**Task material:**

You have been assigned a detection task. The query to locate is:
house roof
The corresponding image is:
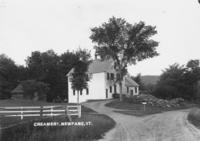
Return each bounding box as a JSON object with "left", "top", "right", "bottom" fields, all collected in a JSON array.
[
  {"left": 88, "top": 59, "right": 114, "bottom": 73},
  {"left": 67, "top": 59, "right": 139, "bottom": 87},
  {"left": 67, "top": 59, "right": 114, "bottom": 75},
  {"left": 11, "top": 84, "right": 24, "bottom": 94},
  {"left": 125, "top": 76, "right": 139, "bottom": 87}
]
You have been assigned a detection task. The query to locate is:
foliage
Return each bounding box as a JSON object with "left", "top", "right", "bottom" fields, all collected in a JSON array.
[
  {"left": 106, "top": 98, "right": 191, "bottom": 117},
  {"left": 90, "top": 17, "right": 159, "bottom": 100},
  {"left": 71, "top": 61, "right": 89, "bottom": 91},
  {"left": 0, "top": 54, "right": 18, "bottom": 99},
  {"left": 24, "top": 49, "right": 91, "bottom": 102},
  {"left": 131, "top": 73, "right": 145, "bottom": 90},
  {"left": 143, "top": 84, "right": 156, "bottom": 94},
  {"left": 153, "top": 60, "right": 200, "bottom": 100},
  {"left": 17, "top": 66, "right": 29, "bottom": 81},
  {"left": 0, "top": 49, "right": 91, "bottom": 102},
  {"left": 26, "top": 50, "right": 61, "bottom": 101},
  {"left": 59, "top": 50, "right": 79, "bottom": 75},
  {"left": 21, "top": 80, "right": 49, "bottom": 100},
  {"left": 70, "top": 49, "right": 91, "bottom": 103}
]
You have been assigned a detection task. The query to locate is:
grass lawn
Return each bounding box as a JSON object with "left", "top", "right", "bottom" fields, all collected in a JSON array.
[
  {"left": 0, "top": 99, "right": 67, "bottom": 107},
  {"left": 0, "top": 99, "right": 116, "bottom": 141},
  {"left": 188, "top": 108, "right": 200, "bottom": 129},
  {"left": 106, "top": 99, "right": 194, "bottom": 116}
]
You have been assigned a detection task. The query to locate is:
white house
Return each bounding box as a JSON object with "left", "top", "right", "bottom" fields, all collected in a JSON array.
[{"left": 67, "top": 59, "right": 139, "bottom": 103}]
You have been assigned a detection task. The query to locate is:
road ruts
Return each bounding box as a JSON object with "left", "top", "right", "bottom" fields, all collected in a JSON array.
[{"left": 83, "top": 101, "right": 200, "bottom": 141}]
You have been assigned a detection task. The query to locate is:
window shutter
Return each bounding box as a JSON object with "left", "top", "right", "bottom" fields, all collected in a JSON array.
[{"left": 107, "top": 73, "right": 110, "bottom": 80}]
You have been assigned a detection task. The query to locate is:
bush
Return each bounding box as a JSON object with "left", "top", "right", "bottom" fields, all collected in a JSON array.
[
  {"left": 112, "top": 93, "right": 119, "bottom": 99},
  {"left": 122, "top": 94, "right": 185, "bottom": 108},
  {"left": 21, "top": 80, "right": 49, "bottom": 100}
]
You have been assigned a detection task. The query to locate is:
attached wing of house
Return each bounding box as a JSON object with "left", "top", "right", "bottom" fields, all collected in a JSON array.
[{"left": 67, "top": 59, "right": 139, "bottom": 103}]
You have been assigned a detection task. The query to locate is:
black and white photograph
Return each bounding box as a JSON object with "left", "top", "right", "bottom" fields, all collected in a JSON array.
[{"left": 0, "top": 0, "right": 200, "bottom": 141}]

==

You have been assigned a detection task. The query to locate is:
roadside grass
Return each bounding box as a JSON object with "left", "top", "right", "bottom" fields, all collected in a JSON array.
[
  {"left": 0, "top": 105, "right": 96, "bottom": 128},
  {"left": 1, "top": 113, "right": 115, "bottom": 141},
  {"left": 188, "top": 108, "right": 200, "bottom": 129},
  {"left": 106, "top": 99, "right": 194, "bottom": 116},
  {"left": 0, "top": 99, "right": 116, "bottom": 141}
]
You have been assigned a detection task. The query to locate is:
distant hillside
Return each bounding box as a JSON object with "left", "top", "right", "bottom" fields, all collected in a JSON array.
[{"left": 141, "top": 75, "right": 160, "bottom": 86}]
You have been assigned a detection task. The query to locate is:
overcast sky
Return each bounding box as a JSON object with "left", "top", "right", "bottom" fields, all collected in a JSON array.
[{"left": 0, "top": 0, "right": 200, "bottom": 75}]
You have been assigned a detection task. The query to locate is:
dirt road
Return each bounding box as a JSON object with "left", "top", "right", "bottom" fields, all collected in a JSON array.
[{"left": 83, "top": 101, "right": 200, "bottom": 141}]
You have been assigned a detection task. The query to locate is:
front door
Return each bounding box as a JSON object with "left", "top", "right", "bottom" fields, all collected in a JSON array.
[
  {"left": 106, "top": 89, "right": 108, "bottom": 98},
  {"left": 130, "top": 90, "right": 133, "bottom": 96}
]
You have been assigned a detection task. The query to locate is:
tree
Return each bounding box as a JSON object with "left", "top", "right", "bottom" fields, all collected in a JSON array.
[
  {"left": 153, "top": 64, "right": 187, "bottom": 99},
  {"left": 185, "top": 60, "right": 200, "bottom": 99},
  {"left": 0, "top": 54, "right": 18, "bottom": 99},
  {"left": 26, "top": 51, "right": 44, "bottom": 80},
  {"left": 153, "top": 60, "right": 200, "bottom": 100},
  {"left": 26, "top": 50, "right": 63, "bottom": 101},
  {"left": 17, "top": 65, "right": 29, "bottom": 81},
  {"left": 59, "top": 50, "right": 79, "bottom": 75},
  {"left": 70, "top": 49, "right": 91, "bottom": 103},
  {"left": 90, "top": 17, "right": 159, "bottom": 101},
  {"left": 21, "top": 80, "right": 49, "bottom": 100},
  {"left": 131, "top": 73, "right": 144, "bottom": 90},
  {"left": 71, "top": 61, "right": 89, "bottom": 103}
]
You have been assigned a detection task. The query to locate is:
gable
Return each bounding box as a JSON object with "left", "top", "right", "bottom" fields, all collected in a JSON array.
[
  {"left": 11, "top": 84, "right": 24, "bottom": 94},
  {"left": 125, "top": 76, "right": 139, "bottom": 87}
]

**Required work:** Tell how many lines in the records above contain "house", giving the number and no other words.

**Completed exercise:** 3